Page:
%%
#!/usr/bin/env python
# coding: utf-8

# # Asset replacement model with maintenance
# 
# **Randall Romero Aguilar, PhD**
# 
# This demo is based on the original Matlab demo accompanying the  <a href="https://mitpress.mit.edu/books/applied-computational-economics-and-finance">Computational Economics and Finance</a> 2001 textbook by Mario Miranda and Paul Fackler.
# 
# Original (Matlab) CompEcon file: **demddp03.m**
# 
# Running this file requires the Python version of CompEcon. This can be installed with pip by running
# 
#     !pip install compecon --upgrade
# 
# <i>Last updated: 2021-Oct-01</i>
# <hr>

# ## About
# 
# Consider the preceding example, but suppose that the productivity of the asset may be
# enhanced by performing annual service maintenance. Specifically, at the beginning of each
# year, a manufacturer must decide whether to replace the asset with a new one or, if he elects
# to keep the asset, whether to service it. An asset that is $a$ years old and has been serviced $s$ times yields a profit contribution $p(a, s)$ up to an age of $n$ years, at which point the asset becomes unsafe and must be replaced by law. The cost of a new asset is $c$, and the cost of servicing an asset is $k$. What replacement-maintenance policy maximizes profits?
%%
What the exercise asks: From the About section of the asset replacement script above, list every mathematical symbol it defines, along with what each one stands for.

Data shown:
%%
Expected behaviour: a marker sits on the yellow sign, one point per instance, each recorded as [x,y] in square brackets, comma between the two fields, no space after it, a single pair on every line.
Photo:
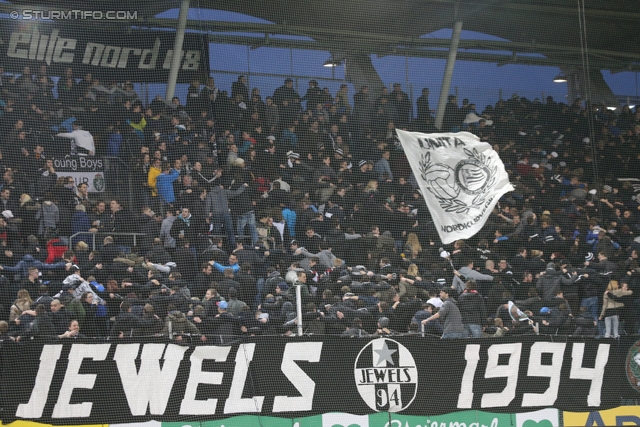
[621,416]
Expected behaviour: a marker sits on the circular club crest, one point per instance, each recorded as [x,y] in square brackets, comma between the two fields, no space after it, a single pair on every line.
[471,175]
[386,375]
[632,366]
[98,182]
%%
Complete output:
- $a$: the age of the asset in years
- $s$: the number of times the asset has been serviced
- $p(a, s)$: the profit contribution of an asset that is $a$ years old and has been serviced $s$ times
- $n$: the age in years at which the asset becomes unsafe and must be replaced by law
- $c$: the cost of a new asset
- $k$: the cost of servicing an asset